Given text:
+++

G-8 Poised to Back U.S. Plan for Mideast Democracy
But Some Skeptical Officials and Nations Say the Initiative Isn't Supported by Funding or Fresh Ideas
By Glenn Kessler and Robin Wright
Washington Post Staff Writers
Tuesday, June 8, 2004; Page A05
SAVANNAH, Ga., June 7 -- The Bush administration's plan to promote democracy in the Middle East -- the centerpiece of its agenda at this week's summit of the Group of Eight industrialized nations -- has been accepted by Europeans and Arabs only reluctantly, and some administration officials fear that the program's goals have been undermined to ensure its acceptance at the summit.
White House officials have said the plan, which is intended to unite all of the administration's Middle Eastern initiatives under a common theme, grew out of a speech by President Bush last year, saying the United States was wrong to support autocratic governments in a search for Middle East "stability."
But others in the administration said the G-8 initiative was driven primarily by White House officials who are not experts on the Middle East. In their account, those officials focused on either trying to bridge gaps between the Europeans and the Americans on key issues or on trying to ensure a "deliverable" at the summit that would obscure the turmoil in Iraq and the failure to resolve the Israeli-Palestinian conflict.

+++

Entries shown:
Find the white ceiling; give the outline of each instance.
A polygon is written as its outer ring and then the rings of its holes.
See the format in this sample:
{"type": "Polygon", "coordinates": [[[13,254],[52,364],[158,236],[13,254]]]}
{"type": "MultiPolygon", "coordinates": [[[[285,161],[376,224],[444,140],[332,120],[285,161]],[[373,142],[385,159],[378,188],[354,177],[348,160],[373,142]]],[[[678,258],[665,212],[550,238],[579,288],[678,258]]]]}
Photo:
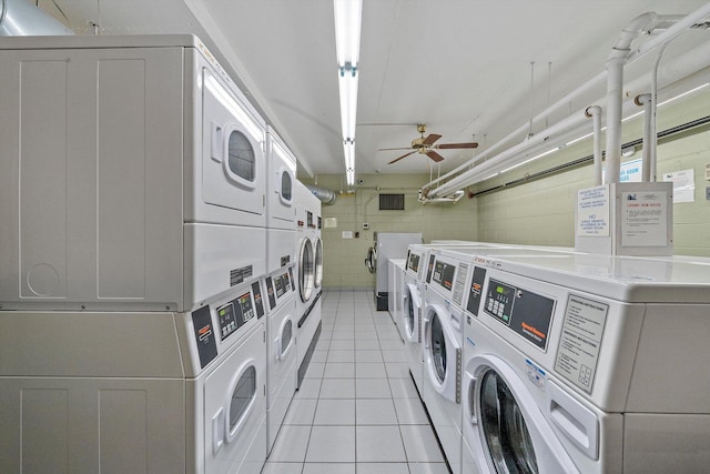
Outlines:
{"type": "MultiPolygon", "coordinates": [[[[442,134],[437,143],[480,143],[478,151],[439,151],[445,160],[434,172],[448,171],[601,72],[635,17],[684,14],[706,3],[364,0],[356,173],[428,172],[425,155],[388,165],[404,152],[377,151],[408,147],[416,123],[442,134]]],[[[300,175],[344,173],[332,0],[40,0],[40,7],[79,33],[93,33],[94,23],[100,34],[199,34],[296,153],[300,175]]],[[[647,70],[639,61],[627,77],[647,70]]],[[[604,93],[600,83],[532,132],[604,93]]]]}

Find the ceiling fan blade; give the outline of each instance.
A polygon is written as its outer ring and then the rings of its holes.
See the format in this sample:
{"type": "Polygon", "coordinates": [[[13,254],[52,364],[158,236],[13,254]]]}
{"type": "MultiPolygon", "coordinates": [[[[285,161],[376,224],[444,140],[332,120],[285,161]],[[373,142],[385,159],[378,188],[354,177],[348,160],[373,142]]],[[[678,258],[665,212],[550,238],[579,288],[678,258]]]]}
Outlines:
{"type": "Polygon", "coordinates": [[[428,151],[428,152],[426,153],[426,155],[427,155],[427,157],[429,157],[432,160],[436,161],[437,163],[438,163],[439,161],[444,161],[444,157],[442,157],[440,154],[438,154],[438,153],[437,153],[437,152],[435,152],[435,151],[428,151]]]}
{"type": "Polygon", "coordinates": [[[437,148],[439,150],[478,148],[478,143],[476,143],[476,142],[470,142],[470,143],[442,143],[442,144],[435,145],[434,148],[437,148]]]}
{"type": "Polygon", "coordinates": [[[425,138],[422,144],[425,144],[428,147],[440,138],[442,135],[437,135],[436,133],[429,133],[429,137],[425,138]]]}
{"type": "Polygon", "coordinates": [[[410,155],[410,154],[413,154],[413,153],[416,153],[416,150],[415,150],[415,151],[410,151],[409,153],[403,154],[403,155],[402,155],[402,157],[399,157],[399,158],[395,158],[394,160],[392,160],[392,161],[390,161],[389,163],[387,163],[387,164],[396,163],[397,161],[402,160],[403,158],[407,158],[408,155],[410,155]]]}

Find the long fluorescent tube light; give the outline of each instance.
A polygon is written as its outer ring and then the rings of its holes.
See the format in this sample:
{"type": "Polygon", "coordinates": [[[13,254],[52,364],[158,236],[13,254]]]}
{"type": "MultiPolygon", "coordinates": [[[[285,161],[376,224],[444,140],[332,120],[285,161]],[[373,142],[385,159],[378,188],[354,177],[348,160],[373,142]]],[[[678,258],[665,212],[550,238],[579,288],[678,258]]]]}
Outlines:
{"type": "Polygon", "coordinates": [[[345,153],[345,175],[347,185],[355,184],[355,143],[343,142],[343,152],[345,153]]]}
{"type": "Polygon", "coordinates": [[[334,0],[335,49],[337,64],[353,67],[359,61],[359,30],[363,23],[363,0],[334,0]]]}
{"type": "Polygon", "coordinates": [[[341,90],[341,125],[343,140],[355,141],[357,120],[357,71],[341,68],[338,72],[341,90]]]}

+++

Tasks for this exercise:
• A. According to the article on the G-8 democracy plan, what did White House officials say the plan grew out of?
• B. Return the passage of the article on the G-8 democracy plan starting at "G-8 Poised to" and ending at "at the summit.".
• C. Resume the article on the G-8 democracy plan from where it stops.
The lines above are separate material and have no connection to the article on the G-8 democracy plan.

The answers:
• A. It grew out of a speech by President Bush last year.

• B.
G-8 Poised to Back U.S. Plan for Mideast Democracy
But Some Skeptical Officials and Nations Say the Initiative Isn't Supported by Funding or Fresh Ideas
By Glenn Kessler and Robin Wright
Washington Post Staff Writers
Tuesday, June 8, 2004; Page A05
SAVANNAH, Ga., June 7 -- The Bush administration's plan to promote democracy in the Middle East -- the centerpiece of its agenda at this week's summit of the Group of Eight industrialized nations -- has been accepted by Europeans and Arabs only reluctantly, and some administration officials fear that the program's goals have been undermined to ensure its acceptance at the summit.

• C.
The G-8 leaders will formally adopt the plan at the conclusion of the summit, which will be held in Sea Island, Ga., Tuesday through Thursday. A draft version circulating among summiteers said it would include creating a "forum for the future" to provide a "ministerial framework for our ongoing dialogue." It would also form a democracy assistance group that would coordinate efforts by individual nations from outside the region, begin an initiative to lend money to small businesses, and establish a task force on changing the investment climate.
Bush administration officials said the embrace of Middle Eastern democracy by the world's most powerful economies is a signal achievement. National security adviser Condoleezza Rice, briefing reporters here Monday, suggested that the plan, the "Broader Middle East and North Africa Initiative," will help counter extremism in the region responsible for terrorist attacks.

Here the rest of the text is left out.